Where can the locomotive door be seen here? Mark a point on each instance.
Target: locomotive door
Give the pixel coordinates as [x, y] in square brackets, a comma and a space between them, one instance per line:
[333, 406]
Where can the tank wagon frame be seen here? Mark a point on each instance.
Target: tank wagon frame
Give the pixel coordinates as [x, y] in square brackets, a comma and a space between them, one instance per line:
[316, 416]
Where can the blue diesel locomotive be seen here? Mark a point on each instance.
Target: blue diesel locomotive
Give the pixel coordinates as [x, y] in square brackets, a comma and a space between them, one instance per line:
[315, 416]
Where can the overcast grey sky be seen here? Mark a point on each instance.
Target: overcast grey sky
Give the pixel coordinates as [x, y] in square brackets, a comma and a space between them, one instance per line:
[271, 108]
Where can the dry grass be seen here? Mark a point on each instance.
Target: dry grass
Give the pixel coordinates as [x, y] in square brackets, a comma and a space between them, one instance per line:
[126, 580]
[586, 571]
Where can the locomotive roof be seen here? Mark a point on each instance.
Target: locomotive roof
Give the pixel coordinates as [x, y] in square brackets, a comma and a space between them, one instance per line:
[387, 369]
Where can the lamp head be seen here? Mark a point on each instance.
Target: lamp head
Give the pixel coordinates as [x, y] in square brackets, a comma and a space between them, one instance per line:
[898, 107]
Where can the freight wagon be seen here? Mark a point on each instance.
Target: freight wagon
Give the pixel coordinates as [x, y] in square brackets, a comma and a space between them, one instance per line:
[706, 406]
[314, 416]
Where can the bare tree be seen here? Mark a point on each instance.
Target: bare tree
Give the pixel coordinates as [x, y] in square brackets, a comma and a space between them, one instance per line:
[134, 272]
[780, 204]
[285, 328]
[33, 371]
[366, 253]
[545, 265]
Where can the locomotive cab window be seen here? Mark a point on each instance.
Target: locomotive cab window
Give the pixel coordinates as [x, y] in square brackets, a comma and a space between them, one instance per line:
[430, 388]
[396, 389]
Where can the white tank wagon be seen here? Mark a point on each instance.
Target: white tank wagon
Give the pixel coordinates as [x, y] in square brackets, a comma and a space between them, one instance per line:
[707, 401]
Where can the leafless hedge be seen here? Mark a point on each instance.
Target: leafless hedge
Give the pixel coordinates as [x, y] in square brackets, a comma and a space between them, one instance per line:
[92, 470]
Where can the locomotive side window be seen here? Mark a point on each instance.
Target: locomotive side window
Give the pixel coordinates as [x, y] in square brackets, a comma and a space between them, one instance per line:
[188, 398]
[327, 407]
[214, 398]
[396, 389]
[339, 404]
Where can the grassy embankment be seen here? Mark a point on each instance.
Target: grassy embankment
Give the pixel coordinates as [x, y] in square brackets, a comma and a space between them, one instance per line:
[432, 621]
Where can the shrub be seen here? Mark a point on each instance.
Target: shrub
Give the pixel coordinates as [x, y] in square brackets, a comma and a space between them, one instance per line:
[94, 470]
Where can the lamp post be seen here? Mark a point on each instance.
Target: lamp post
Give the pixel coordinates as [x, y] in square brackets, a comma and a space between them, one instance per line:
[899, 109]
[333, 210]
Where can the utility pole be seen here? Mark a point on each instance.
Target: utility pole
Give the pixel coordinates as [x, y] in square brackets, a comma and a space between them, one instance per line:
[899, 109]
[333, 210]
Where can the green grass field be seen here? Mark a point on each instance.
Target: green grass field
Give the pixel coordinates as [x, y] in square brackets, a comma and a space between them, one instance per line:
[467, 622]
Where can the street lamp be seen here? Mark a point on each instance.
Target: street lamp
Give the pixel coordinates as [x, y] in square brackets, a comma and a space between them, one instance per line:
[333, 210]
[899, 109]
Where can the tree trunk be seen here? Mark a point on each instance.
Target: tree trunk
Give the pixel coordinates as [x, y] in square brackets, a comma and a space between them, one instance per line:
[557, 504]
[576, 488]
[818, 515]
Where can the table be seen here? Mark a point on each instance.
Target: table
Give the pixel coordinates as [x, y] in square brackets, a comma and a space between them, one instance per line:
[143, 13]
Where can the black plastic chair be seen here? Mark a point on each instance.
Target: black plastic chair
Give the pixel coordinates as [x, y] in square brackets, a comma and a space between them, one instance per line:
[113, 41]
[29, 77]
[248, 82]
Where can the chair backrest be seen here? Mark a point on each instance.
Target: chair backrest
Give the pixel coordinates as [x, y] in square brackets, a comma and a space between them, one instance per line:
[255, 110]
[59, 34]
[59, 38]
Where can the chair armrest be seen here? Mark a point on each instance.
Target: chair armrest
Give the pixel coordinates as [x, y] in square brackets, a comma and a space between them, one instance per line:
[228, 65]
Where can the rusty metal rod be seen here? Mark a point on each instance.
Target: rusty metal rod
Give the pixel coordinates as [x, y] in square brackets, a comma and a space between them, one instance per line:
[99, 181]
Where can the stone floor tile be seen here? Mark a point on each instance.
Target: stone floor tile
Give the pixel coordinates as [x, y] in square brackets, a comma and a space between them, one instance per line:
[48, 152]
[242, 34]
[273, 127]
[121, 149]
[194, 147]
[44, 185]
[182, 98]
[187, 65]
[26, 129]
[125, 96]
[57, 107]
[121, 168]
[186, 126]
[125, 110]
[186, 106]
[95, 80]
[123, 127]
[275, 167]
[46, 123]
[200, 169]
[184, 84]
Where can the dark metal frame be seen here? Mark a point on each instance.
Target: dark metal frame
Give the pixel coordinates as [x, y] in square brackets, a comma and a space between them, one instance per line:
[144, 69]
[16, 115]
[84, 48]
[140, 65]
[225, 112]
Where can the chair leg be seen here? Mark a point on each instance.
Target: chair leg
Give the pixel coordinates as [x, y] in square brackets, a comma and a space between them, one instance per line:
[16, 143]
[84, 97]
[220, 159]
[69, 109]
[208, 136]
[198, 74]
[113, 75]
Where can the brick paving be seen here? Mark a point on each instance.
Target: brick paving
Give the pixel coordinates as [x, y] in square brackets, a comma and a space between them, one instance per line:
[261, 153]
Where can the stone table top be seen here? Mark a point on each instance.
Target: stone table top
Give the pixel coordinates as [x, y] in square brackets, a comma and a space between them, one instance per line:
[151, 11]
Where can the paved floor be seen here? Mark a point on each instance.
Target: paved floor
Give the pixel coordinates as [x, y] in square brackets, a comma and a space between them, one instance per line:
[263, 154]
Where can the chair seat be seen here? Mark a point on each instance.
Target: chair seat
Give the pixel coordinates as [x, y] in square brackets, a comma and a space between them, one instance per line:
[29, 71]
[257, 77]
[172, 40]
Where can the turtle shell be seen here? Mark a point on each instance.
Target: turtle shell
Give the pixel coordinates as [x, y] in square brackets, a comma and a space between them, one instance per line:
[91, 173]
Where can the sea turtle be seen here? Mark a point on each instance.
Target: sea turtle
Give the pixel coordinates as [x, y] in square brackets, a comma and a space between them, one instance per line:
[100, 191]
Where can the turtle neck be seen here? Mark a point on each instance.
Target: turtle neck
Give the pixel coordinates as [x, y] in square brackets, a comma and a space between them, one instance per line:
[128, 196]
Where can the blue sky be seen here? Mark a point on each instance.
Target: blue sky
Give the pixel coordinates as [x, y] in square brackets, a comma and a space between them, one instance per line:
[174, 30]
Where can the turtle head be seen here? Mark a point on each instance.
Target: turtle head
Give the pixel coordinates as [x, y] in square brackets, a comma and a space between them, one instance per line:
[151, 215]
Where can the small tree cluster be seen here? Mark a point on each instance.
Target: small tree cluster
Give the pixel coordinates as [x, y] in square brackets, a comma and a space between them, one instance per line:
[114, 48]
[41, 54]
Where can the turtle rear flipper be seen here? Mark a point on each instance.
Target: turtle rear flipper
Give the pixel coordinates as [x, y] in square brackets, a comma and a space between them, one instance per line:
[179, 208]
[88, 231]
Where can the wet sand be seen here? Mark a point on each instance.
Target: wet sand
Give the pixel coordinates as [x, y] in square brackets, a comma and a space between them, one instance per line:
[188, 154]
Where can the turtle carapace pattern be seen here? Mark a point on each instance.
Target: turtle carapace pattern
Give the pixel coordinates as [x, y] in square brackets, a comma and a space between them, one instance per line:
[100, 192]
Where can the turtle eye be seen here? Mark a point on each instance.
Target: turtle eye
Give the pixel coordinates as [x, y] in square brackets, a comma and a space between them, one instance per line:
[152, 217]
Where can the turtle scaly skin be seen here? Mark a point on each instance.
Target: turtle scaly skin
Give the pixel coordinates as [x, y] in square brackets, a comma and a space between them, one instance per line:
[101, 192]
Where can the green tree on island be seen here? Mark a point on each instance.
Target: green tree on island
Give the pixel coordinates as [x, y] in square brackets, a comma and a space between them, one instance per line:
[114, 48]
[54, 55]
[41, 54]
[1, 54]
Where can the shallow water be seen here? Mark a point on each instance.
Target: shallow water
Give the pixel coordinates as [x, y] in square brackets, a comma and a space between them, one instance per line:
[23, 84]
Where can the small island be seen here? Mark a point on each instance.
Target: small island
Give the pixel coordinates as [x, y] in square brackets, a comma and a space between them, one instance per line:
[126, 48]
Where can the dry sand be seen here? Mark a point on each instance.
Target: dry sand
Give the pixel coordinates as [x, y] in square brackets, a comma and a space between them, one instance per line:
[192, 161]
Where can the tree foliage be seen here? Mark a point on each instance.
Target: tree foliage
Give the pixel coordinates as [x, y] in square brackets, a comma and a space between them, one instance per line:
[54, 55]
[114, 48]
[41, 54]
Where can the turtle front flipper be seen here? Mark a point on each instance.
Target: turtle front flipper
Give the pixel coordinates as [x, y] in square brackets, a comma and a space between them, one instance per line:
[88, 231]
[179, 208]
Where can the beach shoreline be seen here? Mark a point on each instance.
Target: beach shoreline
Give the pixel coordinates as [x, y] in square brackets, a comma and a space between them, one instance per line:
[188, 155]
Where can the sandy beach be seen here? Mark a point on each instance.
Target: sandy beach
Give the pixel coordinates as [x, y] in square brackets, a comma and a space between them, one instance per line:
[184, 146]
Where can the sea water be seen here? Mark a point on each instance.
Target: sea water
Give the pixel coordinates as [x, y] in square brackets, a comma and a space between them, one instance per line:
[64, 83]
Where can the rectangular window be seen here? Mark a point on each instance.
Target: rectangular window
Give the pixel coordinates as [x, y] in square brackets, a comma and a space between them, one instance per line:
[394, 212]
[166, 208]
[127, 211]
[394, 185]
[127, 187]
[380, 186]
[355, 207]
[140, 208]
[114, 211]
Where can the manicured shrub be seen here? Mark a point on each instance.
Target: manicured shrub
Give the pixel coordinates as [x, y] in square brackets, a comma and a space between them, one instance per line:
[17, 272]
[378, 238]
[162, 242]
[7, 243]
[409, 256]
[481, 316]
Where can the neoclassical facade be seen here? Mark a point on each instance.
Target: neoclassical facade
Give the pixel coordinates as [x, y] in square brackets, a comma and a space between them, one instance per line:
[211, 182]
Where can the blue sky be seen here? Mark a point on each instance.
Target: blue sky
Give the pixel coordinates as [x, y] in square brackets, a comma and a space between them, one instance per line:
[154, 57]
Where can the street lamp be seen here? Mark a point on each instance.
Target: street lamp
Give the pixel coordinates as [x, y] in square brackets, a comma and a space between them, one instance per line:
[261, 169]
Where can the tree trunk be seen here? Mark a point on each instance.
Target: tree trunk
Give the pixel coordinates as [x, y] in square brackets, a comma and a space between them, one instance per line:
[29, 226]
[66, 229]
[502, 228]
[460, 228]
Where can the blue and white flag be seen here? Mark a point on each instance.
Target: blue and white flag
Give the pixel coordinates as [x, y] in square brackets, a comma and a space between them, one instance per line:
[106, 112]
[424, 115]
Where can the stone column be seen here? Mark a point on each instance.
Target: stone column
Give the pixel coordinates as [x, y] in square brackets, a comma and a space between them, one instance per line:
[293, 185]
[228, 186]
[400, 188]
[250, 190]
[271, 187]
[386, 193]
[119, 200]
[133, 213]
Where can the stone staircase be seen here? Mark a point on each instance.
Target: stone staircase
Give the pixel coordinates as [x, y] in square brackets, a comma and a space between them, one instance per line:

━━━━━━━━━━━━━━━━

[What is being asked]
Repeat, exactly and only, the lines above from the one containing "Where can the neoclassical" through the end of the material.

[Solution for this exercise]
Where can the neoclassical facade be seen here? Mark a point on each instance.
Target: neoclassical facade
Give the pixel coordinates as [x, y] in square brackets, a comma and a space between them, one instance per line:
[211, 182]
Where can the blue sky be seen here? Mark a point on each instance.
Target: blue sky
Give the pixel coordinates as [x, y] in square brackets, a comma and a space between them, one instance per line:
[154, 57]
Where can the street lamp be seen here? Mark a point on each instance.
Target: street lamp
Give the pixel coordinates as [x, y] in square brackets, a comma and a space between them, one instance per line:
[261, 169]
Where can the tree trunk be seen here? Mark a point on each instance.
Target: tree trunk
Give the pixel coordinates as [x, y] in square brackets, a comma and a space between them, one instance per line:
[29, 226]
[66, 229]
[502, 228]
[460, 228]
Where can the blue and white flag be seen here? Mark a point on each instance.
Target: blue and white flag
Give the pixel coordinates as [x, y] in square brackets, a comma and a space between them, one instance per line:
[106, 112]
[424, 115]
Where can the stone column be seen here? Mark a point on each instance.
Target: stone column
Give the pixel coordinates as [x, y] in square brackets, a comma and a space between them, one instance per line:
[293, 185]
[228, 186]
[400, 188]
[250, 190]
[271, 187]
[386, 193]
[119, 200]
[133, 213]
Where can the stone staircase be seen here? Mark a point on each instance.
Target: stone staircase
Give the pixel coordinates as [x, y] in square brackets, a comma and a space between them, one instance per line:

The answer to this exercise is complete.